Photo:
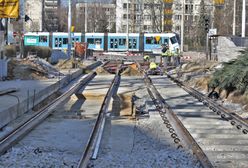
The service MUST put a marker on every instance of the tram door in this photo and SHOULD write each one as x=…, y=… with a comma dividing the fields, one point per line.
x=58, y=42
x=132, y=43
x=114, y=43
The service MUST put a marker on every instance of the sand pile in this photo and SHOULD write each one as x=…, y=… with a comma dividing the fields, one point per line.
x=227, y=50
x=27, y=69
x=70, y=64
x=131, y=70
x=101, y=71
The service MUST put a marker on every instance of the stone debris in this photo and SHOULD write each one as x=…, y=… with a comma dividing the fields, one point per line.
x=20, y=157
x=34, y=69
x=227, y=50
x=70, y=64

• **What this task involves**:
Pictures are to be excluded; all other material must be transcribed exactly.

• **Solution to the problem**:
Photo:
The service MUST put a marker on every instance of the tram door in this photo and SHOULD write each one as x=…, y=… with a comma dividing the fields, one point per line.
x=58, y=42
x=132, y=43
x=114, y=43
The service MUST put a marker on every instance of the sand pile in this photo and SHOULD write each one as x=…, y=… with a comma dividing the fields, one point per line.
x=227, y=50
x=27, y=69
x=70, y=64
x=131, y=70
x=101, y=71
The service MUST put a marker on every instance of the stone debris in this photo and SHOULD write each one as x=…, y=… with a comma dividing the fields, one point per line.
x=20, y=157
x=34, y=69
x=227, y=50
x=70, y=64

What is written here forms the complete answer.